>>>>>
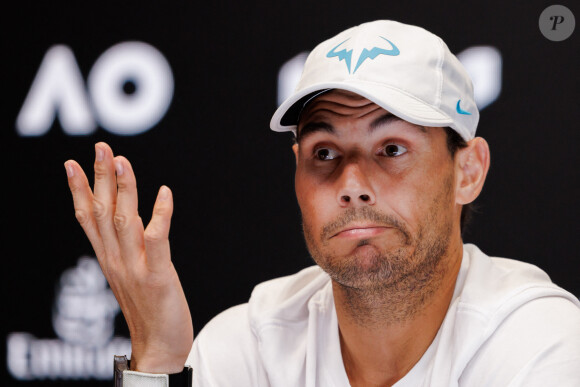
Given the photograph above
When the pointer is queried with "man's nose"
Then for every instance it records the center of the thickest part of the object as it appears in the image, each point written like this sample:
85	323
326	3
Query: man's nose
354	186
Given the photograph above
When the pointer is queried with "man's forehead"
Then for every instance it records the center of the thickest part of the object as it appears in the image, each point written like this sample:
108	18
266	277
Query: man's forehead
337	102
320	111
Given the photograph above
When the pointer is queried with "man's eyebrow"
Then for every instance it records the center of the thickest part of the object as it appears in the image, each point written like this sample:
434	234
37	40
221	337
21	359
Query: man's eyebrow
313	127
321	126
388	118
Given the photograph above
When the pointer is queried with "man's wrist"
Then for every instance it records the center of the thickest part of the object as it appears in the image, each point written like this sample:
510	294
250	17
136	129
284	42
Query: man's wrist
125	377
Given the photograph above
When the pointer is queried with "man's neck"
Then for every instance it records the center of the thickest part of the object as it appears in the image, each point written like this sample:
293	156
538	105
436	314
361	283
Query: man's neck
384	333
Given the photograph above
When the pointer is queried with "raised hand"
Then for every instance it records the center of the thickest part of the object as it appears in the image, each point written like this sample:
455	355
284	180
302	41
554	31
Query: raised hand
135	261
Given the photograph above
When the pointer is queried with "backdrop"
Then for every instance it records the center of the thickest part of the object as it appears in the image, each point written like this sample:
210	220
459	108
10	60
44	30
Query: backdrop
186	93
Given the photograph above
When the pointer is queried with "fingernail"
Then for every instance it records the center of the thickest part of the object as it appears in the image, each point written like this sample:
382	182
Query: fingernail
119	167
70	172
163	193
100	153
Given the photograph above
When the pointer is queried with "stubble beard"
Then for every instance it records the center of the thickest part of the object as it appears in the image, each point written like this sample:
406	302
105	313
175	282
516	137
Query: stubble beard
395	282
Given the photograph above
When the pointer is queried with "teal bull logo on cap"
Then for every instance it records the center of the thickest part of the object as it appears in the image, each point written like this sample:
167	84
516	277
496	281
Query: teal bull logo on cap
371	54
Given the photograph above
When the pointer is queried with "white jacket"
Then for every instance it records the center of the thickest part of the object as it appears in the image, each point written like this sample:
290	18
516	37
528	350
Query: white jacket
507	325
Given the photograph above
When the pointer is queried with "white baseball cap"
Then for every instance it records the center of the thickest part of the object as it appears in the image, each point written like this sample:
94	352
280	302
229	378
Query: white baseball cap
405	69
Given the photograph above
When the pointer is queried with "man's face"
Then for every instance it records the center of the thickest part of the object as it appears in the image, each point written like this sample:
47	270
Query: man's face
376	193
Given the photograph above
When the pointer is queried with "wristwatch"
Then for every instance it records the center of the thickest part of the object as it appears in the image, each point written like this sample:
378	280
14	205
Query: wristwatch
124	377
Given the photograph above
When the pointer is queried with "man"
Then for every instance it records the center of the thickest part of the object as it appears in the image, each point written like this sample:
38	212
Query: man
386	159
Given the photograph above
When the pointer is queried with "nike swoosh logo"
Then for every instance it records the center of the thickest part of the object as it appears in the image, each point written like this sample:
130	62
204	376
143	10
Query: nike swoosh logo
371	54
461	111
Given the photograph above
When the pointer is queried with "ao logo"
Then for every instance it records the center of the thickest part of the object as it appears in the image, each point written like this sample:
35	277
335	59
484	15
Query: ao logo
129	90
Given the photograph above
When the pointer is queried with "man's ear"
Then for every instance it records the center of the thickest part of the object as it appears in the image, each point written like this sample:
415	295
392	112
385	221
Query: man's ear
295	149
471	166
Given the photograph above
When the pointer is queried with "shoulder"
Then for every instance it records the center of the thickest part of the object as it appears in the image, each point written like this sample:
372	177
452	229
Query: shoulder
529	328
538	344
227	349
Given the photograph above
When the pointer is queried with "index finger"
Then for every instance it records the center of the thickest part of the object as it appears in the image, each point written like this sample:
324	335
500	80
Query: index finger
83	204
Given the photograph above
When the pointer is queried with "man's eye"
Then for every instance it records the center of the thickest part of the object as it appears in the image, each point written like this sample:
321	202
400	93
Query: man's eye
325	154
394	150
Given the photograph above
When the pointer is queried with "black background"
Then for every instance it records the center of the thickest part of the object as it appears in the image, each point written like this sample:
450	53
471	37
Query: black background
236	219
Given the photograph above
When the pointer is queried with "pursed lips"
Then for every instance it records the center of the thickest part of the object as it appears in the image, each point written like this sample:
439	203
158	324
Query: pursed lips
360	231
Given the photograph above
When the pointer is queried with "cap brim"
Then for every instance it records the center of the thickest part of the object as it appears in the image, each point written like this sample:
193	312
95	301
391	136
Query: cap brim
395	101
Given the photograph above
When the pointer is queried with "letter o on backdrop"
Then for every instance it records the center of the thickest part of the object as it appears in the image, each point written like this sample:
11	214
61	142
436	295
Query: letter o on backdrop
147	69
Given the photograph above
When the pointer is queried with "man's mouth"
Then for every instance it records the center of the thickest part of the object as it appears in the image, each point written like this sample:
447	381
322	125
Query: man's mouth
360	231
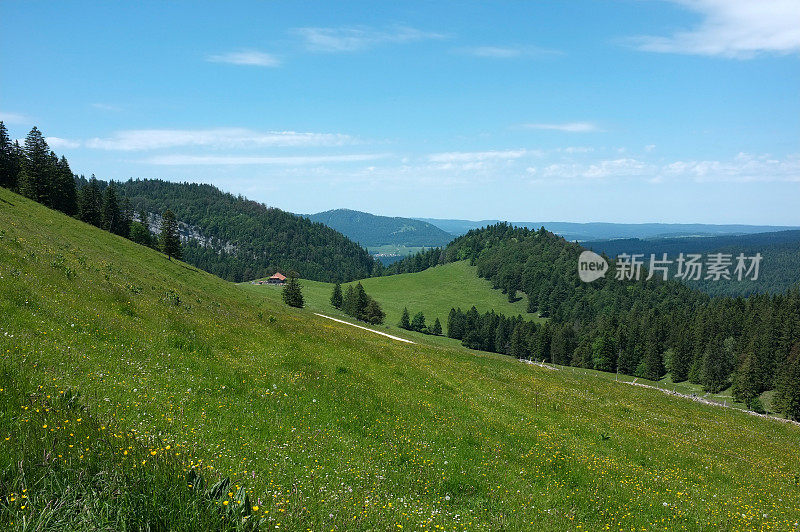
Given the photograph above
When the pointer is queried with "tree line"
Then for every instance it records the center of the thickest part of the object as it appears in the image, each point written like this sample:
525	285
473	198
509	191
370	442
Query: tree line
238	239
417	323
646	328
357	303
36	172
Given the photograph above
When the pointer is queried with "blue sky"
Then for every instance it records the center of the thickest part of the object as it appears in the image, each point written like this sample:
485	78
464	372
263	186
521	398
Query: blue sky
625	111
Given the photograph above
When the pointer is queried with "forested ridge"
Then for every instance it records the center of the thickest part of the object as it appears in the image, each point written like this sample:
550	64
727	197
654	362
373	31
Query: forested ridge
249	240
645	328
229	236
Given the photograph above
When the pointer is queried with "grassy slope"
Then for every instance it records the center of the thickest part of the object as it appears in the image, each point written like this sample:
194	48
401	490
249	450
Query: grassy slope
331	427
434	292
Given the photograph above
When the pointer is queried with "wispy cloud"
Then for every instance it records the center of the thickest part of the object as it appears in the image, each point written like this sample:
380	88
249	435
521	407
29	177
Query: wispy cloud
151	139
733	28
189	160
507	52
14	118
59	143
569	127
246	57
743	168
354	39
476	156
598	170
106	107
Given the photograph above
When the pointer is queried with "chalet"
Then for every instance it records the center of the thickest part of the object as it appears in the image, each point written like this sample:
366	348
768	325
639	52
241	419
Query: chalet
278	278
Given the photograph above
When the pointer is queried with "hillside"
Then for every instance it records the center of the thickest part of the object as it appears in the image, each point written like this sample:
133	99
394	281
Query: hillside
433	292
778	272
373	231
325	426
238	239
628	324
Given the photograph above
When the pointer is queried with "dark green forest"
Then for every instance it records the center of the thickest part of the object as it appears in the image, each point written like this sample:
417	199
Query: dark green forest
229	236
246	240
645	328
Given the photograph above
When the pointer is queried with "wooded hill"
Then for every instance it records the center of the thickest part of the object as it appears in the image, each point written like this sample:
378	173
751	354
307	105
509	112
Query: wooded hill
372	231
243	239
645	328
778	272
229	236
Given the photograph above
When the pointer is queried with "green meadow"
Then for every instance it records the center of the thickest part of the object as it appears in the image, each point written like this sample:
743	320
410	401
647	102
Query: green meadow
433	292
322	426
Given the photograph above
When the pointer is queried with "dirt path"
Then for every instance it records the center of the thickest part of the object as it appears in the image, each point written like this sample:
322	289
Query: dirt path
366	329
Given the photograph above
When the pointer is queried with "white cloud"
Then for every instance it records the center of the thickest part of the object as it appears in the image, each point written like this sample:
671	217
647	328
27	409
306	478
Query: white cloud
182	160
742	169
569	127
507	52
105	107
354	39
734	28
14	118
477	156
150	139
245	57
598	170
59	143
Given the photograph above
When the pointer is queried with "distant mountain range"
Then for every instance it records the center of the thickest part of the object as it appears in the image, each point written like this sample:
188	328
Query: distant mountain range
<<<<<
▶ _Your task_
What is wanted is a copy of every line in the listing that includes the word "range".

▶ _Response to the task_
When the pointer is queried with "distant mountain range"
Query: distant mountain range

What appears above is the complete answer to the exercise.